# START OF Records for the exercise

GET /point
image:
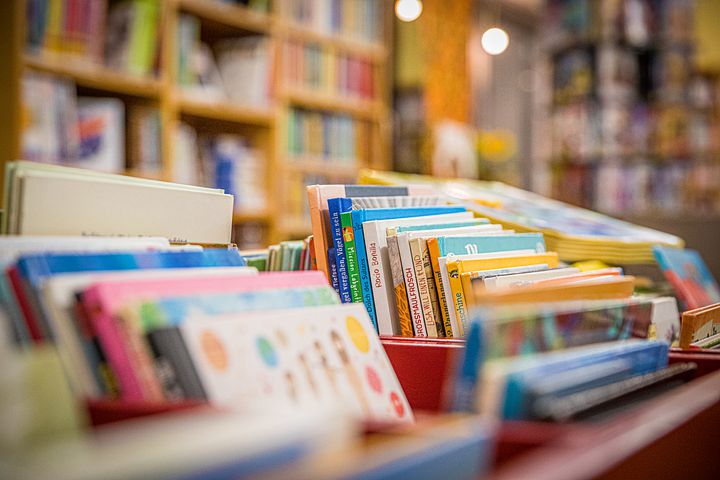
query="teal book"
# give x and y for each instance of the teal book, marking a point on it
(351, 258)
(474, 244)
(366, 215)
(441, 226)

# END OF Records for the exercise

**Request**
Reproduce every one of the lines above verbatim, leaving the picture out of your output.

**Written response**
GET /point
image:
query="teal book"
# give x and y for each instance of the teal book, marking a point on it
(351, 258)
(474, 244)
(366, 215)
(441, 226)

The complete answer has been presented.